## Задания
**1)** Каковы, согласно интервью о «Северном дневнике», герои этой книги: реальные люди или придуманные?
**2)** Продолжите интервью о «Северном дневнике» после последней реплики.

## Фрагмент текста
════════════════
19271.fb2
Как хорошо помнили они и песни, и сказки! Они помнили время, для нас легендарное. Смотрю сейчас на ваш магнитофон, и сердце слезами обливается: если б он у меня был в те годы! Сколько бы я за этими стариками записал! А потом лучшее бы обработал, и "Северный дневник" мой был бы куда подробнее, пристальнее. Ведь когда разговариваешь с человеком, записывать в блокнот не всегда удобно, да и нe поспеешь. Манера-то говорить у каждого своя. А был бы магнитофон"... В общем, упущено много.
- По-видимому, многие герои "Северного дневника" - это реальные люди, за которыми вы записывали?
- Нет, как правило, они "придуманные". То есть встречались мне, конечно, чем-то похожие типы,- взял одного, другого, третьего и слепил в уме... Вообще писатель никогда ничего не выдумывает: в любом замысле так или иначе трансформируется живая жизнь.
- То есть сперва появился очерк "Северный дневник", а потом вы уже часто пользовались лишь формой очерка, писали рассказы, только имитирующие записки очевидца, путешествен-ника. Вы следовали каким-либо жанровым образцам, создавая "Северный дневник"? Почему вам показалось необходимым писать весь его oт первого лица?
════════════════
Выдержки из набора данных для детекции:
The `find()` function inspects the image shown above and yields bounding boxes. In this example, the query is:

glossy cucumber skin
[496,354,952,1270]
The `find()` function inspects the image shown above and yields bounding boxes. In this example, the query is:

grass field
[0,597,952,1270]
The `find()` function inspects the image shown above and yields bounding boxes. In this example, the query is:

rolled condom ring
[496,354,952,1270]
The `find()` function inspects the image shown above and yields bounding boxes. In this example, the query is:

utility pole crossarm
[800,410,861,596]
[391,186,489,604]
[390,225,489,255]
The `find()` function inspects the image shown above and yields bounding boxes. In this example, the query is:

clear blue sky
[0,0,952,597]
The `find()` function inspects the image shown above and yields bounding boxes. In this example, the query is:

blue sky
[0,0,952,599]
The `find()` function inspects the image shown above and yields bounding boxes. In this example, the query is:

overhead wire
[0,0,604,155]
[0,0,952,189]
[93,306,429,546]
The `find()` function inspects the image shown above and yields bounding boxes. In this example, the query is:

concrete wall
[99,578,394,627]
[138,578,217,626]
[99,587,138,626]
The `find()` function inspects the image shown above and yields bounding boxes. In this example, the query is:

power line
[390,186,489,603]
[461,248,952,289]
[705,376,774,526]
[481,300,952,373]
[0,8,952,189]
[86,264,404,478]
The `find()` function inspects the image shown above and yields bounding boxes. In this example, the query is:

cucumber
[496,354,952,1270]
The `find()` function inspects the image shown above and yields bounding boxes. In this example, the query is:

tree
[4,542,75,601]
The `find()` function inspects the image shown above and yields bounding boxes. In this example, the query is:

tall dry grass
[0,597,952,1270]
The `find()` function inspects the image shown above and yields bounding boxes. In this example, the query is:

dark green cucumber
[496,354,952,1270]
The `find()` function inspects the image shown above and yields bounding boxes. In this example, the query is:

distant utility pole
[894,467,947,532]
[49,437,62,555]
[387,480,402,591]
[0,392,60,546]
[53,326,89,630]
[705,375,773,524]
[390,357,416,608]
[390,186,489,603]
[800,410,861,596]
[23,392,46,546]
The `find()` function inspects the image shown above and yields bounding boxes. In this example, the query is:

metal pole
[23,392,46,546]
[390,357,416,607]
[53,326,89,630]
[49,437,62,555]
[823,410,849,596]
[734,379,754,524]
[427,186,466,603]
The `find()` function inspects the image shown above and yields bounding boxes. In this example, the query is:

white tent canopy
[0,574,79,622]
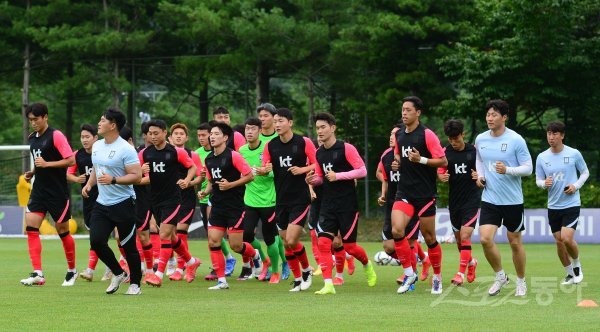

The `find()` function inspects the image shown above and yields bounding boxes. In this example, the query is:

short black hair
[444,119,465,137]
[314,112,335,126]
[402,96,424,112]
[277,108,294,120]
[213,106,229,115]
[209,121,233,138]
[140,121,150,135]
[119,126,133,141]
[546,120,565,134]
[245,117,262,129]
[485,99,510,115]
[79,123,98,136]
[102,107,127,131]
[25,103,48,117]
[256,103,277,115]
[148,119,167,130]
[196,122,210,131]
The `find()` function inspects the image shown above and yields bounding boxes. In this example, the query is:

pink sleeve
[192,151,202,176]
[425,129,446,159]
[52,130,73,159]
[262,142,271,166]
[175,148,194,168]
[231,151,252,175]
[303,137,318,165]
[233,131,246,151]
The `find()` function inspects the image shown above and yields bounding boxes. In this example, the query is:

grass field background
[0,239,600,331]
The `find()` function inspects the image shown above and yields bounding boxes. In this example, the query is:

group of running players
[21,96,589,296]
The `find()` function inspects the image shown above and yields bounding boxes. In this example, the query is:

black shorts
[275,205,310,231]
[152,204,181,226]
[548,206,581,233]
[450,207,479,232]
[479,202,525,233]
[243,206,277,245]
[208,206,246,233]
[27,197,71,224]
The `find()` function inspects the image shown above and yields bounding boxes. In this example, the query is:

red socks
[59,231,75,269]
[26,226,42,271]
[318,236,332,279]
[427,241,442,274]
[208,246,225,278]
[458,241,471,274]
[344,242,368,265]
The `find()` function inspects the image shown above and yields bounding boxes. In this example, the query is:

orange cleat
[185,257,202,282]
[269,272,281,284]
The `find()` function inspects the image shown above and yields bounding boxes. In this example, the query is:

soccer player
[535,121,590,285]
[196,122,237,281]
[67,124,98,281]
[169,123,202,281]
[261,108,316,292]
[213,106,246,151]
[21,103,77,286]
[240,118,281,284]
[392,96,447,294]
[438,120,481,286]
[198,122,261,290]
[475,99,533,296]
[138,120,200,287]
[81,108,142,295]
[306,113,377,295]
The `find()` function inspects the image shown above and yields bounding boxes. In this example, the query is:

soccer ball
[373,251,392,265]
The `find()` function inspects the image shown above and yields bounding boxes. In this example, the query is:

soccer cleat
[100,267,112,281]
[106,272,129,294]
[573,266,583,284]
[290,280,302,292]
[185,257,202,282]
[397,273,417,294]
[300,270,312,290]
[419,256,431,281]
[515,281,527,296]
[346,256,356,275]
[315,280,343,295]
[169,270,183,281]
[364,261,377,287]
[204,270,218,281]
[125,284,142,295]
[431,274,442,295]
[467,258,477,283]
[560,274,573,285]
[325,277,344,286]
[488,275,510,296]
[237,266,252,281]
[146,274,162,287]
[269,272,281,284]
[258,259,271,281]
[225,257,237,277]
[62,271,79,287]
[79,267,94,282]
[281,262,291,280]
[21,272,46,286]
[450,273,463,286]
[208,281,229,290]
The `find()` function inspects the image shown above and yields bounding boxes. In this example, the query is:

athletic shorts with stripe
[450,207,479,232]
[479,202,525,233]
[275,204,310,231]
[244,205,277,245]
[548,206,581,233]
[27,196,71,224]
[208,206,246,233]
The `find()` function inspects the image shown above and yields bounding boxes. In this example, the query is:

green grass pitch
[0,239,600,331]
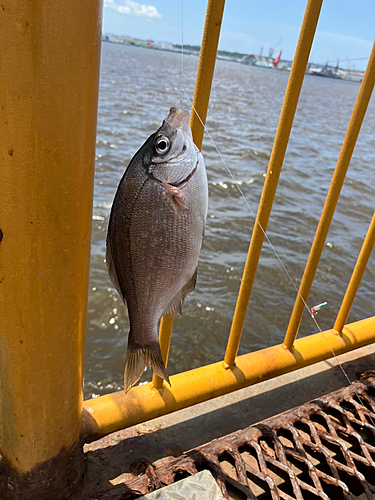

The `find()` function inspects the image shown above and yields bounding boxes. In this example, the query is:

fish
[106,107,208,392]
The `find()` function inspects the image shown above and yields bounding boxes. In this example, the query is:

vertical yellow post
[0,0,102,500]
[224,0,323,367]
[333,212,375,333]
[152,0,225,389]
[283,43,375,349]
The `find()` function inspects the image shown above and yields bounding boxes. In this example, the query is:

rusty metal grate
[110,372,375,500]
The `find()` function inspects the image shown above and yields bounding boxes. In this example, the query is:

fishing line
[182,89,372,414]
[180,0,185,105]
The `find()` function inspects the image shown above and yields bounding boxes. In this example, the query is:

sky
[103,0,375,70]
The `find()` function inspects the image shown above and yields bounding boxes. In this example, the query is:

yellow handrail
[224,0,323,367]
[83,0,375,441]
[152,0,225,388]
[333,212,375,333]
[284,43,375,349]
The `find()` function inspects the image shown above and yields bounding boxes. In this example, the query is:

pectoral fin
[163,268,198,318]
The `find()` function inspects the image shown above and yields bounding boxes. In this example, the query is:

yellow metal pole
[152,313,174,389]
[190,0,225,149]
[224,0,323,367]
[284,43,375,349]
[152,0,225,388]
[82,317,375,442]
[0,0,102,500]
[333,212,375,333]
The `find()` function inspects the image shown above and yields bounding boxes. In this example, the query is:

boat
[241,50,281,69]
[0,0,375,500]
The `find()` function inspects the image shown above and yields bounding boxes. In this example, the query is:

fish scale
[106,108,208,391]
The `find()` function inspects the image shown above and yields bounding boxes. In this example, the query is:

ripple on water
[84,43,375,398]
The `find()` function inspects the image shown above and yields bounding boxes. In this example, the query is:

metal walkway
[111,371,375,500]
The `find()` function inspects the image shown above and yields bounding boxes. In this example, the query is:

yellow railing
[0,0,375,494]
[83,0,375,440]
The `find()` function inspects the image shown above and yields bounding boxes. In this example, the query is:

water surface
[84,43,375,398]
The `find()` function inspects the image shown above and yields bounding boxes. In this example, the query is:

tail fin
[124,335,171,393]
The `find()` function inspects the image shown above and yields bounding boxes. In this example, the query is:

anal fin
[163,268,198,318]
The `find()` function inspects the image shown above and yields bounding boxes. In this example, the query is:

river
[84,43,375,399]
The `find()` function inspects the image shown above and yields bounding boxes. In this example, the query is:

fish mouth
════════════════
## Ответы
**1)** Как правило, они «придуманные».

**2)**
- Ну, не в третьем же лице писать о своих странствиях? Вообразите: "Вышел из карбаса молодой высокий симпатичный человек с рюкзаком, в плаще "Дружба". "Здравствуйте",- говорит..."
- Отмеченная критикой связь ваших рассказов с русской классической жанровой тради-цией,- ощущаете ли вы ее сами? Что вы думаете о роли сюжета в рассказе-характере, рассказе-настроении (в их отличии от зарубежной сюжетной новеллы)?
- Фабульность, занимательность, по-моему, чужда русскому рассказу (за исключением, может быть, "Повестей Белкина"), попробуйте пересказать, например, содержание "Дома с мезонином". Ну, а сюжет - как же без сюжета! Герой, как правило, покидает страницы рассказа иным, изменившимся по сравнению с тем, каким он появился. Вообще же придумывать сюжет для меня всегда намного труднее, чем писать.
- Внутри каждого вашего сборника обычно ощущается единство. Похоже, что рассказы образуют цикл. Взять хотя бы вашу последнюю книгу "Во сне ты горько плакал". Очевидно, за таким построением стоят какие-то осознанные принципы?
- Ну, единства-то, на мой взгляд, нет совсем. Какое же единство, когда я пробовал писать так и сяк за два десятка лет. "Никишкины тайны" - нечто сказовое, чуть не в каждой фразе инверсии; "Голубое и зеленое" - исповедь инфантильного городского юноши; , "Некрасивая" - "жестокий" рассказ, и уж совсем по-новому написан "Во сне ты горько плакал".
- Юрий Павлович, а как вообще возникает у вас замысел того или иного рассказа?
- Вы хотите, чтобы я говорил конкретно? Давайте возьмём книгу "Во сне ты горько плакал" и посмотрим прямо по оглавлению.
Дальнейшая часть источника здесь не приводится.